:: Task details ::
Which lines of the records contain the word "flower"? Show each of them copied in full, treating uppercase and lowercase as different.

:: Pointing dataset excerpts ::
--

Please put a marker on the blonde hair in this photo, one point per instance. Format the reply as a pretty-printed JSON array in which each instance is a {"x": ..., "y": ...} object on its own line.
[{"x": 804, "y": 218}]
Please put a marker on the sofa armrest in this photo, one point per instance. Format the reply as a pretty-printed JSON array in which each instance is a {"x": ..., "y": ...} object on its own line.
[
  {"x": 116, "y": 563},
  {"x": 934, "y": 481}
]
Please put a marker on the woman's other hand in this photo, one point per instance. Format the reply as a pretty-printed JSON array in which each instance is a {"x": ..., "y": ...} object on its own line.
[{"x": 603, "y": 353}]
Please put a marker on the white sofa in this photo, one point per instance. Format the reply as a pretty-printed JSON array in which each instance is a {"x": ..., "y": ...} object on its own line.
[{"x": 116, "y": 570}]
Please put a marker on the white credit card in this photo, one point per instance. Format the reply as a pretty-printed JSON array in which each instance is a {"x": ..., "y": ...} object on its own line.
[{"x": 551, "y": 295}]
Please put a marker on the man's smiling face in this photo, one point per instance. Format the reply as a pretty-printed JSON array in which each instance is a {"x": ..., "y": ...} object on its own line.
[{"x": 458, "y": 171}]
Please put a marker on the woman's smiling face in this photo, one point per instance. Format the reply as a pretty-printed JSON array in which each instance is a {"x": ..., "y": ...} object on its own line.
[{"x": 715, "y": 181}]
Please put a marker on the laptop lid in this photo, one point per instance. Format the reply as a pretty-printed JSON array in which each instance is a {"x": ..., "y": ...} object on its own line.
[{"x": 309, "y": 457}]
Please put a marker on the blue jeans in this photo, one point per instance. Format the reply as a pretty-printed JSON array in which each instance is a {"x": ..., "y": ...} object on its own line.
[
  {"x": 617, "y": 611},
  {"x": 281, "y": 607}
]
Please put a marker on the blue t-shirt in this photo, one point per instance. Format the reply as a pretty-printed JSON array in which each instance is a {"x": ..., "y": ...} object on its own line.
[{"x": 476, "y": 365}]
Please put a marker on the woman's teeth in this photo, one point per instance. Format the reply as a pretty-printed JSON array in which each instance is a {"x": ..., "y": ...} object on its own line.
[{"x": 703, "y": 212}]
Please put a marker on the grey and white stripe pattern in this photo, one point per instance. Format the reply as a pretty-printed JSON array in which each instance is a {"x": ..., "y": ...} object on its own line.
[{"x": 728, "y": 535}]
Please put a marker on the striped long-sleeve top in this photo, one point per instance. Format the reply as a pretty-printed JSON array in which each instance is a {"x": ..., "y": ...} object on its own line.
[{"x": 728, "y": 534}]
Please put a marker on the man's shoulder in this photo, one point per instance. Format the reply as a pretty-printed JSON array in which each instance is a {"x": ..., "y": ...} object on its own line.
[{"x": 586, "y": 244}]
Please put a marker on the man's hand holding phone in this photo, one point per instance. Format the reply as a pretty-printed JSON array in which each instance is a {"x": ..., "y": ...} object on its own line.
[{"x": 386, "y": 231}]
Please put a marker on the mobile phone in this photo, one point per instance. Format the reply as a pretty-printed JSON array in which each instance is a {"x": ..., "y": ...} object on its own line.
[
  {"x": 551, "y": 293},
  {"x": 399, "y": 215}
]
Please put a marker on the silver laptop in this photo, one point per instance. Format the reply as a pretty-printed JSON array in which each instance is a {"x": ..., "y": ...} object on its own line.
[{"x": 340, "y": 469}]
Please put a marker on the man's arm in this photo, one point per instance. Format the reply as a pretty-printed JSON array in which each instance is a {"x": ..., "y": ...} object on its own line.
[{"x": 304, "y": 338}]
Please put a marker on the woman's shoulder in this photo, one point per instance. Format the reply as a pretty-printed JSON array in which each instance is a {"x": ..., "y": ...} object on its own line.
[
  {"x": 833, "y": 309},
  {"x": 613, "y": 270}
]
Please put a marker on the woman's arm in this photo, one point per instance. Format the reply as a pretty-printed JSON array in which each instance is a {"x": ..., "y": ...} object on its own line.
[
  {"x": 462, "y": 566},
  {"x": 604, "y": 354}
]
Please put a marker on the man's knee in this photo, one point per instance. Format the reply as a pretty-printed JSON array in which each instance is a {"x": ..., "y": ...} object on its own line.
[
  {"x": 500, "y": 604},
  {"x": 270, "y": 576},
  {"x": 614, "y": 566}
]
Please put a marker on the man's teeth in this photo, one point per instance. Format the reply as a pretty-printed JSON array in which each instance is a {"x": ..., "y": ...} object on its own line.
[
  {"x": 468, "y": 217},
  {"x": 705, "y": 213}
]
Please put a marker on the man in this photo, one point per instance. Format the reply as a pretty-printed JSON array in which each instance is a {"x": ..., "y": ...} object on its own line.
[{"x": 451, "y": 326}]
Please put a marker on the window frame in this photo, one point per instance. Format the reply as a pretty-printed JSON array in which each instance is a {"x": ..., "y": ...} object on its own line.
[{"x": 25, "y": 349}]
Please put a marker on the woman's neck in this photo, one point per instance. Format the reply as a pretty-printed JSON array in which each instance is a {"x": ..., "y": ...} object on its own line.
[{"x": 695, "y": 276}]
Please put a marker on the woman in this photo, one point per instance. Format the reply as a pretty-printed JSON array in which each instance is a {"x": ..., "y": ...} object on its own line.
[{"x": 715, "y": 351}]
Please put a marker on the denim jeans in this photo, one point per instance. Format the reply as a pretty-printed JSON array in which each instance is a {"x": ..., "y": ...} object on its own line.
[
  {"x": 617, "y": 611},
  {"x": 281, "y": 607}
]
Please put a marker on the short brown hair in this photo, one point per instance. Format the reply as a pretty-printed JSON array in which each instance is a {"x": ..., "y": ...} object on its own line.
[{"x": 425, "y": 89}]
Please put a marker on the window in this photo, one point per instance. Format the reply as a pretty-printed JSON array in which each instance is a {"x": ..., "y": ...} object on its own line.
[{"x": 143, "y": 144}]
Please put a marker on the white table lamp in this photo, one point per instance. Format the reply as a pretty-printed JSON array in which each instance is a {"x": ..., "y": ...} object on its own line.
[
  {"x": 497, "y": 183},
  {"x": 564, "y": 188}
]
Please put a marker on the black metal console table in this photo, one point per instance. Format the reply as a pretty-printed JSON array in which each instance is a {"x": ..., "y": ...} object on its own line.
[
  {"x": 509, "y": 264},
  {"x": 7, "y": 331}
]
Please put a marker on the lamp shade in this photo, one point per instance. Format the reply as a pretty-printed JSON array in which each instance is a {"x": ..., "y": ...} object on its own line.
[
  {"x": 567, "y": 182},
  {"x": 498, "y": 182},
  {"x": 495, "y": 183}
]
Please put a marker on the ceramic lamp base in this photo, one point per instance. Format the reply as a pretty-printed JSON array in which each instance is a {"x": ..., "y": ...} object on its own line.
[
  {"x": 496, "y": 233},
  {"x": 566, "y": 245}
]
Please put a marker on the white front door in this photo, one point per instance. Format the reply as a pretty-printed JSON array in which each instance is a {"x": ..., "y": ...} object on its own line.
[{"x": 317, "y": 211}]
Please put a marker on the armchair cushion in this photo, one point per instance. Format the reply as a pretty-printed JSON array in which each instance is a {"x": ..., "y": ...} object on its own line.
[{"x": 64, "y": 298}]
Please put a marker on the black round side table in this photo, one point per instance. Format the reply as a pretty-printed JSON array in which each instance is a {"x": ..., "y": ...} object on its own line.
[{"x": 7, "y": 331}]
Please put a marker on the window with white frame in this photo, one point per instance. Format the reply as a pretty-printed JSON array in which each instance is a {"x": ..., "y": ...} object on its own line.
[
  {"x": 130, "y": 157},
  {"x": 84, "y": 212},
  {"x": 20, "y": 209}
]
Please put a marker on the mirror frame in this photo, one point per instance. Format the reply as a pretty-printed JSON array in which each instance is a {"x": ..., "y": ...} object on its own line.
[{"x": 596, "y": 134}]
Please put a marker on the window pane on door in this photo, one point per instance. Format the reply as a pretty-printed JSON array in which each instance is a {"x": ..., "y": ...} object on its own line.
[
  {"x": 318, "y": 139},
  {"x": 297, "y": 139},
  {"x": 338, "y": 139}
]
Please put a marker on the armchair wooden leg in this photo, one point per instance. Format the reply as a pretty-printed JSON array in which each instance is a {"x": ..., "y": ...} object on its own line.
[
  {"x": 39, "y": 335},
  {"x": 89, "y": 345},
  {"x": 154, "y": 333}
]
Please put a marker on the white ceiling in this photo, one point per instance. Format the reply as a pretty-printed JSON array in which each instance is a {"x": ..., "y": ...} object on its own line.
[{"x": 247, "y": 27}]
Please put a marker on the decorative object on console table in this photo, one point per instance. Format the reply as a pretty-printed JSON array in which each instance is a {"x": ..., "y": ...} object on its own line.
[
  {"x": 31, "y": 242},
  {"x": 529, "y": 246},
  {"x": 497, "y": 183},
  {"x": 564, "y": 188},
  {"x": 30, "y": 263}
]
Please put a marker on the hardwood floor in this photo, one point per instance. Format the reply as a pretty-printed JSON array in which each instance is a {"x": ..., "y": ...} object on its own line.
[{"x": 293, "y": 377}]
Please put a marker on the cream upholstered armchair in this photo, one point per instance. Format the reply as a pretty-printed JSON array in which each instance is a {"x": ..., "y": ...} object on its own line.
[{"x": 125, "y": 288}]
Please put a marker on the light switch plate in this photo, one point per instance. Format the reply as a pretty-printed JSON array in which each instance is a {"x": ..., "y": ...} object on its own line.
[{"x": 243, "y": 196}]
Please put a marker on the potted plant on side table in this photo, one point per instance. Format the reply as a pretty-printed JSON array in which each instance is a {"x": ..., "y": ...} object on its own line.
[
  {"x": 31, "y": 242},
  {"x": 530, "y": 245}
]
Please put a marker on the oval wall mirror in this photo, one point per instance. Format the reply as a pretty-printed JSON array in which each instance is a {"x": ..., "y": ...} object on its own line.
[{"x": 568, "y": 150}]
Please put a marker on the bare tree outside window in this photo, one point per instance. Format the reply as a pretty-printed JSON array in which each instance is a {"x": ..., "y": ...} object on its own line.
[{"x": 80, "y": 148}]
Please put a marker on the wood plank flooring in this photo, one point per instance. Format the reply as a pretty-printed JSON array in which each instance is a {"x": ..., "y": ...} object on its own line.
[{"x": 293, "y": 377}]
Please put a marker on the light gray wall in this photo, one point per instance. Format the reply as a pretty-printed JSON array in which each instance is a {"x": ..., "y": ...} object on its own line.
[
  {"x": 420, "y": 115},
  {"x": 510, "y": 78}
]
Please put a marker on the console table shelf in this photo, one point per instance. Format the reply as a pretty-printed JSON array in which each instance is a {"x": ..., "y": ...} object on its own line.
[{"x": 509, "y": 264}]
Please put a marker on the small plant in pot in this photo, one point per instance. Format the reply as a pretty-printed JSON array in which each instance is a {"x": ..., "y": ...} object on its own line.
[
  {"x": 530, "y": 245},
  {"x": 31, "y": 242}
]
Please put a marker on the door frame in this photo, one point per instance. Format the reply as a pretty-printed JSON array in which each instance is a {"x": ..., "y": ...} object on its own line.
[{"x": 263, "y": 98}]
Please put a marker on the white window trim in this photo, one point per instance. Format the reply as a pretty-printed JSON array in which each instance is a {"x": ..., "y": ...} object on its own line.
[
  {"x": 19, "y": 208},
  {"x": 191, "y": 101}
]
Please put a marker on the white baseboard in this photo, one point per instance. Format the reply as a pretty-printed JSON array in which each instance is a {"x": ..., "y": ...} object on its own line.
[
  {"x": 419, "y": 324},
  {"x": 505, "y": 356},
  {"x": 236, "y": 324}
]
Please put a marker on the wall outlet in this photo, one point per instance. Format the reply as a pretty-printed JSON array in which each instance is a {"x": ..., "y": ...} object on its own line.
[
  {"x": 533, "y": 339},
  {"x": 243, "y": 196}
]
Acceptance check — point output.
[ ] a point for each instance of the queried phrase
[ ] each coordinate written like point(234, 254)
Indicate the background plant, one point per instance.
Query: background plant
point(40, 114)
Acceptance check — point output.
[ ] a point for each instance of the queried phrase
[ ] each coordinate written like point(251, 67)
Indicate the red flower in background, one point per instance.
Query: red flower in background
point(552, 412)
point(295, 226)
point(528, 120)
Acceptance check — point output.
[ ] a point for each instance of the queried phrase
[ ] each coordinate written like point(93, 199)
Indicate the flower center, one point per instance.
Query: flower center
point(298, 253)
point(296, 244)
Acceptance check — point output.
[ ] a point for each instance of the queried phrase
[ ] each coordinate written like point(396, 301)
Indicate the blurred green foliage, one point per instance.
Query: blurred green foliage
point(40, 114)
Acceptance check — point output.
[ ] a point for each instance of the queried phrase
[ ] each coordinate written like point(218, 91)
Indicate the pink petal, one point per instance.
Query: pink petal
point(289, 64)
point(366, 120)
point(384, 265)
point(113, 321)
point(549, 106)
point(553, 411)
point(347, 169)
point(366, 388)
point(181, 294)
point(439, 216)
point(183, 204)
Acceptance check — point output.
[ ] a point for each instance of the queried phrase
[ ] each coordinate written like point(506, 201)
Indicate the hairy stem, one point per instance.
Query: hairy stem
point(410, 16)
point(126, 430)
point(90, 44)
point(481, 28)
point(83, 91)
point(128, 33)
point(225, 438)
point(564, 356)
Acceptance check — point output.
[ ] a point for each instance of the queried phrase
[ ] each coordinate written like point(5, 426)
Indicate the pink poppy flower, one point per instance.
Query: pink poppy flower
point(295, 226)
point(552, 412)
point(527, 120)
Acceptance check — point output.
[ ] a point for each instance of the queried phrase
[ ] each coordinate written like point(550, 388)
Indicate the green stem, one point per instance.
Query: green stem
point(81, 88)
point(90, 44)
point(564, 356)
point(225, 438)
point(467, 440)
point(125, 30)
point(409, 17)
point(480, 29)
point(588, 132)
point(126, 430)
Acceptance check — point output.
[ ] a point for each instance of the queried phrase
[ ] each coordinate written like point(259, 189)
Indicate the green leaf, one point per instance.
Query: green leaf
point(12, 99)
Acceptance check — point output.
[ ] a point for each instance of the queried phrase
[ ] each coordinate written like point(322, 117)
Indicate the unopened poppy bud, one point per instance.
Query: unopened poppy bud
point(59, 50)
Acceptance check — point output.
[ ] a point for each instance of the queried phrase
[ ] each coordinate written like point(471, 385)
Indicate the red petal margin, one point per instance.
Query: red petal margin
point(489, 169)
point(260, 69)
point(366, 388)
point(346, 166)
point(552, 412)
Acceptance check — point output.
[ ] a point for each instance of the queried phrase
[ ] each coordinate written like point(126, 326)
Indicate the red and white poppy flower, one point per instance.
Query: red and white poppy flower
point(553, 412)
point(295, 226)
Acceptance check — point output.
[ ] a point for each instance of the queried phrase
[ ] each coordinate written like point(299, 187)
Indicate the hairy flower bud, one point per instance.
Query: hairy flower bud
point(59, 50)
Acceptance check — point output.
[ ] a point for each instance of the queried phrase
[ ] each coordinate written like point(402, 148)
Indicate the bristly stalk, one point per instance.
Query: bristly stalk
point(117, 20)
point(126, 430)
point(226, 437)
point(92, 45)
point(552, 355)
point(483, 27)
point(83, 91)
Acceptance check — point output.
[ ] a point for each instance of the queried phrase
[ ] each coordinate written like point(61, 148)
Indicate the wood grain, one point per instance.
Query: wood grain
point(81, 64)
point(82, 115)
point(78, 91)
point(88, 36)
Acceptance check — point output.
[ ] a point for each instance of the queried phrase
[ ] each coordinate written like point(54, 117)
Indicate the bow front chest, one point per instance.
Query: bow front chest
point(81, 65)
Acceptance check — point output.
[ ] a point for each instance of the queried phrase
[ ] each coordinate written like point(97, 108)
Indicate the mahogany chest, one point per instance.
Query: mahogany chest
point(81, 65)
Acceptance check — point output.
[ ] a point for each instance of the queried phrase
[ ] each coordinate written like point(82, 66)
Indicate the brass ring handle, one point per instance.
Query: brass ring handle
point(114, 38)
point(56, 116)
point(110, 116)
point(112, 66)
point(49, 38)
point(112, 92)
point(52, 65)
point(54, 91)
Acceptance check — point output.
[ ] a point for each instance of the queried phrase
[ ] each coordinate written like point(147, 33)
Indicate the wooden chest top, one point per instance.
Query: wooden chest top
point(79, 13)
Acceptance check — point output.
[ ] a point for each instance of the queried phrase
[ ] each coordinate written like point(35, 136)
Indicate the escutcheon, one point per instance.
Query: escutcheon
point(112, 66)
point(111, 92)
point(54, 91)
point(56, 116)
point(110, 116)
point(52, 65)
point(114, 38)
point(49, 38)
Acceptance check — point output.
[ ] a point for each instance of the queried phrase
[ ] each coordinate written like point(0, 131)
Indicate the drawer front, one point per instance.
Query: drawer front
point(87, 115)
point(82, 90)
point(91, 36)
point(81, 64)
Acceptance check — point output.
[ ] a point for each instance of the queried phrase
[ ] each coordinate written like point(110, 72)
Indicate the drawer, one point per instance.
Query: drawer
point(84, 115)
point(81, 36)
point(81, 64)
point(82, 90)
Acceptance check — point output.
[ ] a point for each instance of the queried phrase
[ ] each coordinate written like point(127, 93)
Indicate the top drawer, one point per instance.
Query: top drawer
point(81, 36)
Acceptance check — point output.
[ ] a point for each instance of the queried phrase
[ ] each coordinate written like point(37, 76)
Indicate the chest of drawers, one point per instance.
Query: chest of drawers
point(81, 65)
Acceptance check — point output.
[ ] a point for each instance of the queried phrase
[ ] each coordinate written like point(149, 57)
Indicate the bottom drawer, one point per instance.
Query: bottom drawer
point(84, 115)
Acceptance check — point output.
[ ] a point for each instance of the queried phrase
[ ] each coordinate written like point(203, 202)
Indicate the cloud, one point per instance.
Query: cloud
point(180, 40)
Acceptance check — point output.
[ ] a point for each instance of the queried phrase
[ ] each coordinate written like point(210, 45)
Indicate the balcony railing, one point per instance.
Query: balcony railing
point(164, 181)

--

:: Result of this task ::
Indicate the red flower in background, one point per instance.
Query: red flower in background
Indicate the flower center, one point per instance.
Query: flower center
Indicate the pink poppy flower, one point per instance.
Query: pink poppy flower
Indicate the red and white poppy flower, one point per instance.
Query: red and white poppy flower
Indicate the hairy flower bud, one point per instance.
Query: hairy flower bud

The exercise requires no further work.